● To-do item: Copy the listing from the line with "For each <instance>" through the line with "box: [0, 120, 34, 129]", swapping "expressed" for "written" and leaving everything else as it is.
Data for this exercise Block Start
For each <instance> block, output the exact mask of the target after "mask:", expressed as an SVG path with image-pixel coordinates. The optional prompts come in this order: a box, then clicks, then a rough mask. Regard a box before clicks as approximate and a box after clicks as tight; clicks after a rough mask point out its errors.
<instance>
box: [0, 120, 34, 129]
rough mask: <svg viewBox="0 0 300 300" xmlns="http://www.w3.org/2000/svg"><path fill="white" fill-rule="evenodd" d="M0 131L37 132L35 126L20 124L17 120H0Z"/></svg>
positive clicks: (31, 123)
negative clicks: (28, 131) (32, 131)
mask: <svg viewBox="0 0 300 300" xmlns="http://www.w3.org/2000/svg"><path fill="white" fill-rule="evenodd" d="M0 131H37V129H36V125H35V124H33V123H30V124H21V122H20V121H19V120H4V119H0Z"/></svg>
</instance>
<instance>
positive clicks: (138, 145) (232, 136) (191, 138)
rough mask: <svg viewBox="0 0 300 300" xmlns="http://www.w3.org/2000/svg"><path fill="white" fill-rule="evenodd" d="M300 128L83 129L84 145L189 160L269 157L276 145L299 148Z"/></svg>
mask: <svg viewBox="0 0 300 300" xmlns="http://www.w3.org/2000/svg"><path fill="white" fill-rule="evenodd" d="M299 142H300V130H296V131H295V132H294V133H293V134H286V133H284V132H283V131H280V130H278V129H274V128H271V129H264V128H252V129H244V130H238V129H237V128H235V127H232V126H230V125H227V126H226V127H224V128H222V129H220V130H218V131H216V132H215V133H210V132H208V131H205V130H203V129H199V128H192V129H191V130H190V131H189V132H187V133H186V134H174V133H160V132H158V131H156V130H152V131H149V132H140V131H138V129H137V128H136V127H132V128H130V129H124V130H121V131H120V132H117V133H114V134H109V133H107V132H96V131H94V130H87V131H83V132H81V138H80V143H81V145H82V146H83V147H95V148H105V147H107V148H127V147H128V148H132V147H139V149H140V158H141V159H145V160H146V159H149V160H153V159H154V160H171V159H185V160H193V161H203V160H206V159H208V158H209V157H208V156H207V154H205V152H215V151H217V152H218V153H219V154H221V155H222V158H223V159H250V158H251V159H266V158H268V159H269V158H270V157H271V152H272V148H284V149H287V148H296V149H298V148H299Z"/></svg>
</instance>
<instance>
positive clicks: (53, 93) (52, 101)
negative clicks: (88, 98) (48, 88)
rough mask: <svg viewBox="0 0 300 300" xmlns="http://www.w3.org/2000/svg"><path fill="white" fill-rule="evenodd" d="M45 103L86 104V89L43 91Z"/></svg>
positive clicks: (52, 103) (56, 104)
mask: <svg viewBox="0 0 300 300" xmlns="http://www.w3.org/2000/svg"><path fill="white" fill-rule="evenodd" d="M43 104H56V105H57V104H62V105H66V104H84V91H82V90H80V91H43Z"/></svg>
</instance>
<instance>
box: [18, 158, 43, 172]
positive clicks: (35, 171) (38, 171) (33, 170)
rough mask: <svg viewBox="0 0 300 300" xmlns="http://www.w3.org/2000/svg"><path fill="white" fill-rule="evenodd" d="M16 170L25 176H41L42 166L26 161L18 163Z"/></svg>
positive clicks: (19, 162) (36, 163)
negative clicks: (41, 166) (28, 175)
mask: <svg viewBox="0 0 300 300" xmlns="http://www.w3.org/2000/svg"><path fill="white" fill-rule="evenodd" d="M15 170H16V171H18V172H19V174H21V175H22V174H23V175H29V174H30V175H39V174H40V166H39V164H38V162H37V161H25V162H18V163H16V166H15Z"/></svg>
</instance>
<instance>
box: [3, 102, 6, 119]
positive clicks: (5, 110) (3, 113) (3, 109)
Data for this exercise Block End
Data for this exercise Block Start
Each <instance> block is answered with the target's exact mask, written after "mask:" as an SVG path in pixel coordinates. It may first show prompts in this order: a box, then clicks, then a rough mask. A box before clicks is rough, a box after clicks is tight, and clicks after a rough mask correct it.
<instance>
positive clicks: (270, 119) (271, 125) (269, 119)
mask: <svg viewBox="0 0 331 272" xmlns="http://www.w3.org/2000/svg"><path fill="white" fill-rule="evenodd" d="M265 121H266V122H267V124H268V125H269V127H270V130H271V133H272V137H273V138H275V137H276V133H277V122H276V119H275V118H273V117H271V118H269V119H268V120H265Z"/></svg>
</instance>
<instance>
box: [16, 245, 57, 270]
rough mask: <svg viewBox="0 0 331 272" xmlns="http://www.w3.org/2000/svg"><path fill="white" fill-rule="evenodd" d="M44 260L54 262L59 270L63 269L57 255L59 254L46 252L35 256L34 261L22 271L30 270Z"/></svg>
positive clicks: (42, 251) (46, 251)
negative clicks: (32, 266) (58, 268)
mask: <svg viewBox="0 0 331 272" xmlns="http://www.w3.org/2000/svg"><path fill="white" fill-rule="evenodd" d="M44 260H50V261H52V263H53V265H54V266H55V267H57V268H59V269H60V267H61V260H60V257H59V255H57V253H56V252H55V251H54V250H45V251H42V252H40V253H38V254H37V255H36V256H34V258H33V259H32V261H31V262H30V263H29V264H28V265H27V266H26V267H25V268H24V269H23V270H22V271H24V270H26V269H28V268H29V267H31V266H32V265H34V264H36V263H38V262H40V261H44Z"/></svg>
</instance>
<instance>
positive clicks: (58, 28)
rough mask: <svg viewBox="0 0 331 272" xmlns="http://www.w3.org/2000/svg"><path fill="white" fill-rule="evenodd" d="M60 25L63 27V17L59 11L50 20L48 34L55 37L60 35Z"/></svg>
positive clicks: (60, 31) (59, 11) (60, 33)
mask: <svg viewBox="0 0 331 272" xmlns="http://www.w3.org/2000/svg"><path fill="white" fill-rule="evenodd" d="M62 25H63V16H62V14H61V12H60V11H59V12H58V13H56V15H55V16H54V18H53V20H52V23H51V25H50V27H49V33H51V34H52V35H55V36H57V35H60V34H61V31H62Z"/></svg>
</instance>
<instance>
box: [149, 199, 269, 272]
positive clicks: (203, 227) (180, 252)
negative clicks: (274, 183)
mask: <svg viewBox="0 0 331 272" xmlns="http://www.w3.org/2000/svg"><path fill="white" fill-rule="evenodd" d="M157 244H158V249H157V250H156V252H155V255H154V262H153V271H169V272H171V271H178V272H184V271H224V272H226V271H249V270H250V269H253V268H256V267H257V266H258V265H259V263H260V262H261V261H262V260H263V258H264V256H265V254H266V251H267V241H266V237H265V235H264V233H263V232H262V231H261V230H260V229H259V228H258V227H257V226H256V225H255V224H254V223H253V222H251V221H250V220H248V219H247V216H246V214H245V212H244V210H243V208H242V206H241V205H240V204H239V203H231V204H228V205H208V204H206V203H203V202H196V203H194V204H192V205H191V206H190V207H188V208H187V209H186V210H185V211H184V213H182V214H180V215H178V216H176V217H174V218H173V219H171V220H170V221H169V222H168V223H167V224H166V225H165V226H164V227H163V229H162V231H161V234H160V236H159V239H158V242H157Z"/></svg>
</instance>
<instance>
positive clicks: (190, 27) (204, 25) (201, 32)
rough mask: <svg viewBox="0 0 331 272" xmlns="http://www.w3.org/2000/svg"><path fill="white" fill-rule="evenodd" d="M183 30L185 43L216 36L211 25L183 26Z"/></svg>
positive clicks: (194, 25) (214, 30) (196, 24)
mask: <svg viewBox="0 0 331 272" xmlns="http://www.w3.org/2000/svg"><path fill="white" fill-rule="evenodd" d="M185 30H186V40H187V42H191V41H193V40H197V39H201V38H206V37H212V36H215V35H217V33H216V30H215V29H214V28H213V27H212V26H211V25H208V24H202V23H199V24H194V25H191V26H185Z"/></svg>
Data for this exercise Block End
Data for this exercise Block Start
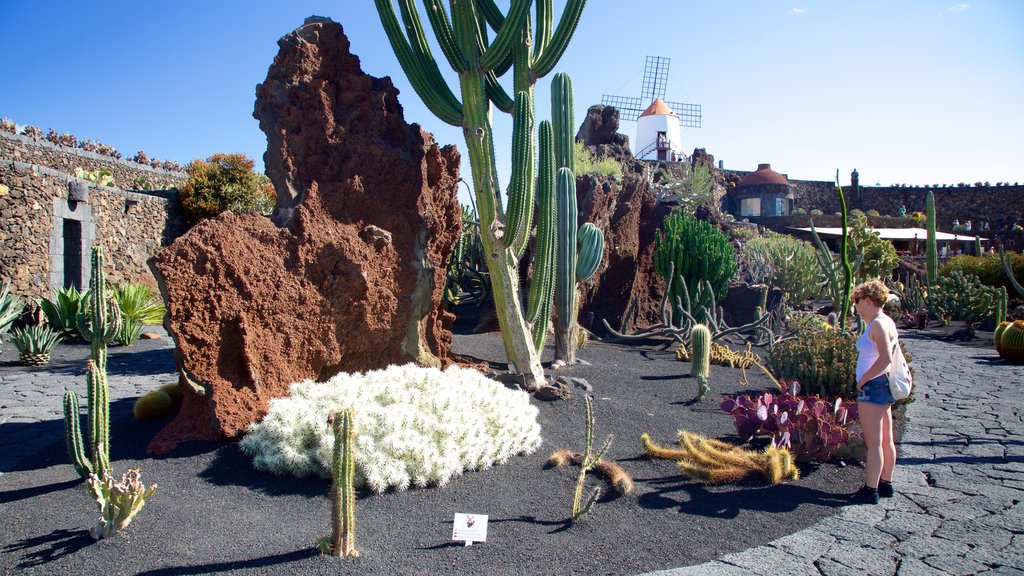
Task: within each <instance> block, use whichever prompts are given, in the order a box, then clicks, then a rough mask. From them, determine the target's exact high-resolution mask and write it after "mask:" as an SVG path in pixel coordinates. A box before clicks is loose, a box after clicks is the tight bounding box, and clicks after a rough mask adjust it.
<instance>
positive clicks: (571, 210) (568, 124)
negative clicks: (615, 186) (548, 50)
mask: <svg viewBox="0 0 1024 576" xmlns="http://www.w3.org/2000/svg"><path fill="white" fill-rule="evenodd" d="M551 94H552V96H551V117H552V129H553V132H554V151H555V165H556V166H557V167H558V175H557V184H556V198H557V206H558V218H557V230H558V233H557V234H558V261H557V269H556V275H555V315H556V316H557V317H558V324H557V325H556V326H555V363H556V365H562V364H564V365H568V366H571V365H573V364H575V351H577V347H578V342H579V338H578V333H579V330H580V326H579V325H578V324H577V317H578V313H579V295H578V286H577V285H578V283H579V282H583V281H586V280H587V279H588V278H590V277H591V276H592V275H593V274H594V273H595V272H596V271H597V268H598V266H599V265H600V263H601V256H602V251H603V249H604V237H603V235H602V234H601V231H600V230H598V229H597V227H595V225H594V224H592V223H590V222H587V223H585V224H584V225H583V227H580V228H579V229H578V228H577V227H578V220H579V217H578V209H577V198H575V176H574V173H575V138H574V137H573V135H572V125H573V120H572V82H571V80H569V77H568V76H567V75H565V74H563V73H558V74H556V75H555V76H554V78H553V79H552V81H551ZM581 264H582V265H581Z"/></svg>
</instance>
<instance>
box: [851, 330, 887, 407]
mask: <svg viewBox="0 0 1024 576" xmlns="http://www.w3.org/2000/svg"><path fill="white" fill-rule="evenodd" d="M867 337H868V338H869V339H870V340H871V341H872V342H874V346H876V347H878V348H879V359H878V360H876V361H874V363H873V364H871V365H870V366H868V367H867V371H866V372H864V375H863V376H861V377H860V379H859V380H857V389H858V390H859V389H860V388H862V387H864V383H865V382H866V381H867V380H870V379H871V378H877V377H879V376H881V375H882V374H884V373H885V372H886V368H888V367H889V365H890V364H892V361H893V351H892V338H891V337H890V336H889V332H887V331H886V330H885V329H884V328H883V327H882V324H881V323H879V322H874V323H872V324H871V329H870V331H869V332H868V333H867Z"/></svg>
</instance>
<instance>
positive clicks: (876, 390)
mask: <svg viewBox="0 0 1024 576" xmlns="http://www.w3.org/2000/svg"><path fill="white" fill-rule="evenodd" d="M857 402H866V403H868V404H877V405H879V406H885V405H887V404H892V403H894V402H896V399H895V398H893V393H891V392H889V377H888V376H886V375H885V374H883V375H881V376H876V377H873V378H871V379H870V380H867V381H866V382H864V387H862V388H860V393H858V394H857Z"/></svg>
Data for this exercise Block End
● Answer space:
For each <instance> block, output the exact mask of the target after "mask:", written as an SVG path with image-pixel coordinates. The optional prompts come in this order: a box, then clicks, then a rough mask. Regard a box before clicks as approximate and a box after clicks as tight; clicks after a rough mask point out its errors.
<instance>
box: [0, 120, 34, 129]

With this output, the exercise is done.